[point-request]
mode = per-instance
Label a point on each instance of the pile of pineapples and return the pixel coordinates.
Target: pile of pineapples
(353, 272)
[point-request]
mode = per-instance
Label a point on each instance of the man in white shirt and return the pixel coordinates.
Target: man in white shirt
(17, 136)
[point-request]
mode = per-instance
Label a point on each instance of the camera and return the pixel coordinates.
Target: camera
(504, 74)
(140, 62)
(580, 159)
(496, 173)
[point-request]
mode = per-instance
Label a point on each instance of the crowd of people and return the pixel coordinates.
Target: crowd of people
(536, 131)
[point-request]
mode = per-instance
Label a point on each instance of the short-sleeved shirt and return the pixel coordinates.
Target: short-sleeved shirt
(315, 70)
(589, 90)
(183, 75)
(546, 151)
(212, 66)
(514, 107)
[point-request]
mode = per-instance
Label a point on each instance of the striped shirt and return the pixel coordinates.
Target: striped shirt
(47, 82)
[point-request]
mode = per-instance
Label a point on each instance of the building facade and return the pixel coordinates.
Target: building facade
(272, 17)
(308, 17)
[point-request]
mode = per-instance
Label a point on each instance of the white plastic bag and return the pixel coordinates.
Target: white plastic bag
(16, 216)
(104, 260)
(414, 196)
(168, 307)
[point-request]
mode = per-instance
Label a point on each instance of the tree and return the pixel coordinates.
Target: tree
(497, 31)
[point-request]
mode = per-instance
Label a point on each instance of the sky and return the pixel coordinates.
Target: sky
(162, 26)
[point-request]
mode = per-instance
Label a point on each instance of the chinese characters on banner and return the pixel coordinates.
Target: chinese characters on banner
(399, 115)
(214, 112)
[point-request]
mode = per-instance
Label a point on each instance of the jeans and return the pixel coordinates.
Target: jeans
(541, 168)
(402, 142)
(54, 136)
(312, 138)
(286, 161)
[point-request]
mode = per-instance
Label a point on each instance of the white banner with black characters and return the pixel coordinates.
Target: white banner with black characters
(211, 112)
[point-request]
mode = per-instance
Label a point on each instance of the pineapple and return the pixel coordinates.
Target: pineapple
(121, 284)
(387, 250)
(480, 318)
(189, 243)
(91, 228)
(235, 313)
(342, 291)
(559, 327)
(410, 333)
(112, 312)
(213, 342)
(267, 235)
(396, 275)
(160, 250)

...

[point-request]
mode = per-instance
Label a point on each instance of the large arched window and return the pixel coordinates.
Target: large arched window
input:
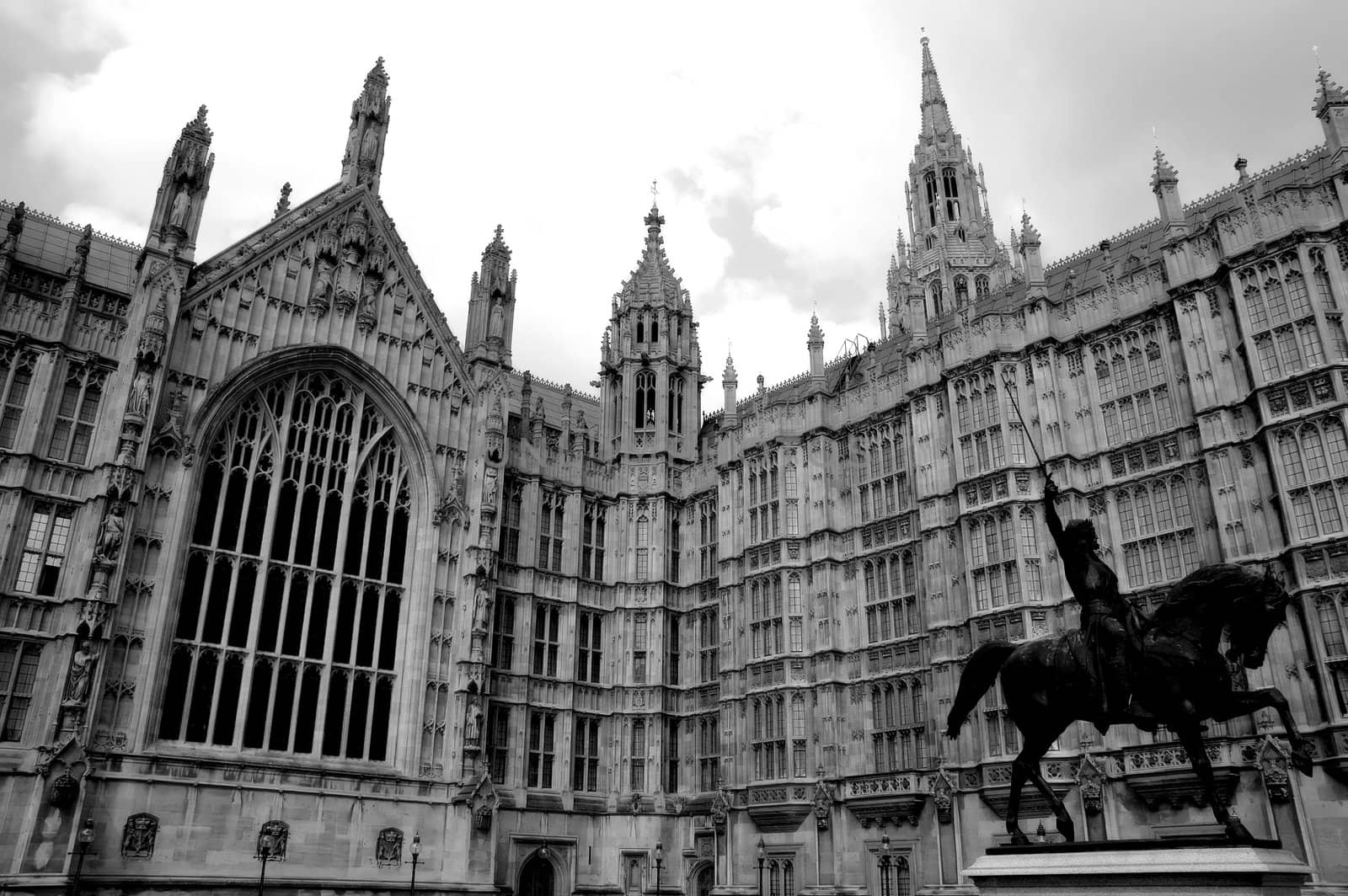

---

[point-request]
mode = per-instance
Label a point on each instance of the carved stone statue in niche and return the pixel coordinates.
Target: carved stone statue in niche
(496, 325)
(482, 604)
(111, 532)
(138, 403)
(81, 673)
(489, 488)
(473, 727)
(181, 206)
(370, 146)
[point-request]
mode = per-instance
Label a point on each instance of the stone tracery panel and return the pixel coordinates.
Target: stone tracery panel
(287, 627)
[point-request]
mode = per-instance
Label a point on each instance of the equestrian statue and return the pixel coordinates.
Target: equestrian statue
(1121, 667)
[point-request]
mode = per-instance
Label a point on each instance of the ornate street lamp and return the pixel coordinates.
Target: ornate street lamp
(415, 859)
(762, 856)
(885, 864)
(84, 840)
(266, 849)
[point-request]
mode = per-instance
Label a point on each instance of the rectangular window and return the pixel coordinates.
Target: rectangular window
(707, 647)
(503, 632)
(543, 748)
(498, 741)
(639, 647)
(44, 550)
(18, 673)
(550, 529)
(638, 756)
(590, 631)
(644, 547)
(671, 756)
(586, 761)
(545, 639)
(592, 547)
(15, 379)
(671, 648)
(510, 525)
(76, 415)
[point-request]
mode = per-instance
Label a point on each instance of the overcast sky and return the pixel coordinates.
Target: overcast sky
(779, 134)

**WORK REQUEST**
Count how many lines in the data above hold the string "arched", and give the number with no other words.

**YOUR RESPONSE**
2